▶ [What needs to be done] Write out again, character for character, everything from the very start of the items down through the line that contains "[[28,163],[74,178],[96,144],[80,112],[27,118]]", with both ends included.
---- Extracted material
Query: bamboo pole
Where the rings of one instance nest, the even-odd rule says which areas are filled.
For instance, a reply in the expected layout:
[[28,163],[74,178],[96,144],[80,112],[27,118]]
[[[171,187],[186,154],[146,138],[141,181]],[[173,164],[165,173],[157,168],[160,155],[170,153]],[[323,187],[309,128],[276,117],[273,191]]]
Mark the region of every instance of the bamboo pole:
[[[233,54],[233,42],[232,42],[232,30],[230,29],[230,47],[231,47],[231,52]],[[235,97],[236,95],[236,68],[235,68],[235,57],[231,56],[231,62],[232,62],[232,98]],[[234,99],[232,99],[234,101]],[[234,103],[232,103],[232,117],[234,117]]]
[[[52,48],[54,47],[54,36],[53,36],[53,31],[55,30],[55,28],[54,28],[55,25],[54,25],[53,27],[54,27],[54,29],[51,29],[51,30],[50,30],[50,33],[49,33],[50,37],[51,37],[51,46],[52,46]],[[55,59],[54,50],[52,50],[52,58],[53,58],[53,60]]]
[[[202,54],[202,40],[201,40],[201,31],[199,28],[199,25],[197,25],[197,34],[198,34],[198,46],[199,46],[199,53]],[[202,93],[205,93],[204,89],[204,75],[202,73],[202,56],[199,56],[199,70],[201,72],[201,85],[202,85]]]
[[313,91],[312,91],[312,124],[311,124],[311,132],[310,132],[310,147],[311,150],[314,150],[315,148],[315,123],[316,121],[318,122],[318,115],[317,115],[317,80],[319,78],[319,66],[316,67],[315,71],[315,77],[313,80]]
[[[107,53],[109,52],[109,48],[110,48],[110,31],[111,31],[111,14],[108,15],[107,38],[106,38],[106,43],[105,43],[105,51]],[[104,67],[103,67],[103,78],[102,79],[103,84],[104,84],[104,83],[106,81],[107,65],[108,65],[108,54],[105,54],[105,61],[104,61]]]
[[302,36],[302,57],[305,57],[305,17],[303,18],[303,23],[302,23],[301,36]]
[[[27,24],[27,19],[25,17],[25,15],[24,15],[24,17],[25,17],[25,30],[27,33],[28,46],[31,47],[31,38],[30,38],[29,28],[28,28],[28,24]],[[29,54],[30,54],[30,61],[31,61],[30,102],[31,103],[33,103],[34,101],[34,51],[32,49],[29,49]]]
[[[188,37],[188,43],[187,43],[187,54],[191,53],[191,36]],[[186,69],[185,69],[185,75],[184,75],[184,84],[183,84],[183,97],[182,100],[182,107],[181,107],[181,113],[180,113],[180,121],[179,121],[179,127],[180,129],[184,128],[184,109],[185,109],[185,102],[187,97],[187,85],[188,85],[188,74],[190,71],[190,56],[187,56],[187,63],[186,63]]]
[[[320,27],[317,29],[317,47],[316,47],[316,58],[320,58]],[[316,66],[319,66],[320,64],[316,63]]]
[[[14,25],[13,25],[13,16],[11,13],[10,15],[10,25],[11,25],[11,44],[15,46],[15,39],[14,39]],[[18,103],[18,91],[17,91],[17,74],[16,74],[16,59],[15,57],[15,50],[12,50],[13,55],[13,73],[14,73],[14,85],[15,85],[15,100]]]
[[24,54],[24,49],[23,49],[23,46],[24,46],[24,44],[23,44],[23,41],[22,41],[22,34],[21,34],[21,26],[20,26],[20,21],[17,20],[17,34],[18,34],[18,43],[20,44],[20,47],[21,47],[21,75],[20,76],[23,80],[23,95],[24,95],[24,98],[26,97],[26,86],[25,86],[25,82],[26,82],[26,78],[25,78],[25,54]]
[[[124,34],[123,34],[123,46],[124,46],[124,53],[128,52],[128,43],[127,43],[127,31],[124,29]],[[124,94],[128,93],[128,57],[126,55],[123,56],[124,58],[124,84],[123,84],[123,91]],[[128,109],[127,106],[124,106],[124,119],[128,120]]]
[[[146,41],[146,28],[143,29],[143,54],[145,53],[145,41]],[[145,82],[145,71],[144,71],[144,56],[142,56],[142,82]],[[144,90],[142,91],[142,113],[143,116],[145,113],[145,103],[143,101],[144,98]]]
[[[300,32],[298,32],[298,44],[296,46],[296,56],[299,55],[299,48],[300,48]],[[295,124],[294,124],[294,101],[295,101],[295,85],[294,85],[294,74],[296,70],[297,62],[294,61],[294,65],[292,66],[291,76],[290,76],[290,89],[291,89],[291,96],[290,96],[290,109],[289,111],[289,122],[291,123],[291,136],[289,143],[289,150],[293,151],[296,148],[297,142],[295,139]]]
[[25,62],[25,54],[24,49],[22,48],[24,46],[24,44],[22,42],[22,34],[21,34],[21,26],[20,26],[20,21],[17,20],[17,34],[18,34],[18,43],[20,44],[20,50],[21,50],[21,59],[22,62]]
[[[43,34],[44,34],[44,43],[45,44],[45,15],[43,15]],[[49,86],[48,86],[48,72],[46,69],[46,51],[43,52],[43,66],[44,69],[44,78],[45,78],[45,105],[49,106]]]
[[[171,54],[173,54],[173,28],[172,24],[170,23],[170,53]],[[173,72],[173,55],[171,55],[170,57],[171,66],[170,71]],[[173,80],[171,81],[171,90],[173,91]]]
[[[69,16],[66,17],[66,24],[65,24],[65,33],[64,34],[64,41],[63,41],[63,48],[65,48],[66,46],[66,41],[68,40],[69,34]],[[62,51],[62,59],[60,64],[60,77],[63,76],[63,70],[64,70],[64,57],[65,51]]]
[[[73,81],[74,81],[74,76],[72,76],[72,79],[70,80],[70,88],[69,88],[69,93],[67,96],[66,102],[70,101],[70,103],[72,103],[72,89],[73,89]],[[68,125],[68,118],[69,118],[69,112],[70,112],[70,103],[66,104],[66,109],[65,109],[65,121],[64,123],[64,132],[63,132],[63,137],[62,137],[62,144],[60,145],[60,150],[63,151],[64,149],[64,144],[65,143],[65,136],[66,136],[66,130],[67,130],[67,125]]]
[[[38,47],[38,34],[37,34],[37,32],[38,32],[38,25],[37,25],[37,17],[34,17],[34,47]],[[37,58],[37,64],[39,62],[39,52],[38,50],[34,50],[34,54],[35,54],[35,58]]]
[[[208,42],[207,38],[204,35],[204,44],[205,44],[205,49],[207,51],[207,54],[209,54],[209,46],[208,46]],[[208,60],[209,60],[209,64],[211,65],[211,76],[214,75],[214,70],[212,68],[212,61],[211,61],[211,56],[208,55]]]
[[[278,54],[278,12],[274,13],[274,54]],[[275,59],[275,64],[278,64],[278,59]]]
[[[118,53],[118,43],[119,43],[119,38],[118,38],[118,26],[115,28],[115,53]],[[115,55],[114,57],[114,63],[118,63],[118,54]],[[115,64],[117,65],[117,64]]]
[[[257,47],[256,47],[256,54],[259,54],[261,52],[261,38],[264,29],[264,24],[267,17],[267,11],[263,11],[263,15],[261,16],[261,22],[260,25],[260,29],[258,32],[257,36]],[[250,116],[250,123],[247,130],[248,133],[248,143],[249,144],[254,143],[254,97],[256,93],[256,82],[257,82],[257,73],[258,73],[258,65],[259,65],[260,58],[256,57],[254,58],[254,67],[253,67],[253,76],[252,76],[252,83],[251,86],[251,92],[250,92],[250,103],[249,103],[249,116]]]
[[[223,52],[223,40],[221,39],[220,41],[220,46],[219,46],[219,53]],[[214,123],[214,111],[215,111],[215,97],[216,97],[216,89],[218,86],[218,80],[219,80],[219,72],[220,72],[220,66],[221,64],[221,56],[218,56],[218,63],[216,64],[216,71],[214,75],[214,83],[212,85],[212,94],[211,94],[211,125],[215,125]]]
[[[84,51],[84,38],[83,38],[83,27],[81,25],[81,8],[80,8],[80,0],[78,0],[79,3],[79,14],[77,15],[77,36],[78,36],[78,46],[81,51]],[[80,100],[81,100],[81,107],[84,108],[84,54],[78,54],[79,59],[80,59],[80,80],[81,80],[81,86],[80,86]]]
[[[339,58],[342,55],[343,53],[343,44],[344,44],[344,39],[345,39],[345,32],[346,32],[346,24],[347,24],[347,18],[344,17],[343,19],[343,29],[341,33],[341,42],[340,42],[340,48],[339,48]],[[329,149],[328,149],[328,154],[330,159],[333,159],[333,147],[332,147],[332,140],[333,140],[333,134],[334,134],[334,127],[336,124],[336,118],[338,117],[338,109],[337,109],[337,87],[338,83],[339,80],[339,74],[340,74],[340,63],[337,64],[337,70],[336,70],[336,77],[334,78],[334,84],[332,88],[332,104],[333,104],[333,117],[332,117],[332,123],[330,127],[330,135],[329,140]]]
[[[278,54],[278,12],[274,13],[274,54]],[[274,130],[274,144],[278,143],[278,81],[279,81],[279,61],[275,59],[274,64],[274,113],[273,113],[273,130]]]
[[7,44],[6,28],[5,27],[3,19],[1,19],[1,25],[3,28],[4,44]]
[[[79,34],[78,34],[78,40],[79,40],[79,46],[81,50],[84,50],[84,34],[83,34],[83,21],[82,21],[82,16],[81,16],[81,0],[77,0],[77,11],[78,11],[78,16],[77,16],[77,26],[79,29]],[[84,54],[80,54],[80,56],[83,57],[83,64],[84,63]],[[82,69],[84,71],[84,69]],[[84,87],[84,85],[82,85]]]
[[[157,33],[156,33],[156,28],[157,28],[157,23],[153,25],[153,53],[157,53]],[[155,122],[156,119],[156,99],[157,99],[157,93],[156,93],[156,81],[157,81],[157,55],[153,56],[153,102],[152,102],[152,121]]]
--------
▶ [The response]
Query: bamboo pole
Where the rings of one instance nest, the even-odd rule says which areas are filled.
For instance, a reply in the expected layout:
[[28,163],[74,178],[96,144],[80,112],[27,118]]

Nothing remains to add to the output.